[WHAT THE TASK REQUIRES]:
Reproduce the listing below line for line, with every character unchanged, but omit the pictures from your copy.

Labeled shape records
--- start ---

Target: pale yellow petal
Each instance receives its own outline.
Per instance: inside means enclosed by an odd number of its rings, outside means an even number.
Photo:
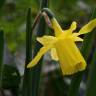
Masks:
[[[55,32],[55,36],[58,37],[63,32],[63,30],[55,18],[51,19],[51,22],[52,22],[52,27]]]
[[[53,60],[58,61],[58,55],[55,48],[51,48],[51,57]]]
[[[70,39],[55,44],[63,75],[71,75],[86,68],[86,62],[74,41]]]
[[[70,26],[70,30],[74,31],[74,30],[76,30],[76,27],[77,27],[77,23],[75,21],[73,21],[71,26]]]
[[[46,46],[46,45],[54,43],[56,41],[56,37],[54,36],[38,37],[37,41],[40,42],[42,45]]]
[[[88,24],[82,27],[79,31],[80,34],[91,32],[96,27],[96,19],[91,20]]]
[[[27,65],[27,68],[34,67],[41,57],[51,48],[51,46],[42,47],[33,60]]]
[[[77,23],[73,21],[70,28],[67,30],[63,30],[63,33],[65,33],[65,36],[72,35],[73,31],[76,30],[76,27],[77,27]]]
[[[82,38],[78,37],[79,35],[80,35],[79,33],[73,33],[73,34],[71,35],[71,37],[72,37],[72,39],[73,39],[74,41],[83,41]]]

--- end ---

[SOLUTION TO THIS TASK]:
Target: pale yellow petal
Each instance receives its own outline.
Per instance: inside means enclosed by an odd number of its rings, outside means an even number.
Photo:
Masks:
[[[55,32],[55,36],[58,37],[63,32],[63,30],[55,18],[51,19],[51,22],[52,22],[52,27]]]
[[[53,60],[58,61],[58,55],[55,48],[51,48],[51,57]]]
[[[70,39],[55,44],[63,75],[71,75],[86,68],[86,62],[74,41]]]
[[[70,26],[70,30],[74,31],[74,30],[76,30],[76,27],[77,27],[77,23],[75,21],[73,21],[71,26]]]
[[[46,46],[46,45],[54,43],[56,41],[56,37],[54,36],[38,37],[37,41],[40,42],[42,45]]]
[[[88,24],[82,27],[79,31],[80,34],[91,32],[96,27],[96,19],[91,20]]]
[[[27,65],[27,68],[34,67],[41,57],[51,48],[51,46],[42,47],[33,60]]]
[[[77,23],[73,21],[70,28],[67,30],[63,30],[63,33],[65,33],[65,36],[72,35],[73,31],[76,30],[76,27],[77,27]]]
[[[82,38],[78,37],[79,35],[80,35],[79,33],[73,33],[73,34],[71,35],[71,37],[72,37],[72,39],[73,39],[74,41],[83,41]]]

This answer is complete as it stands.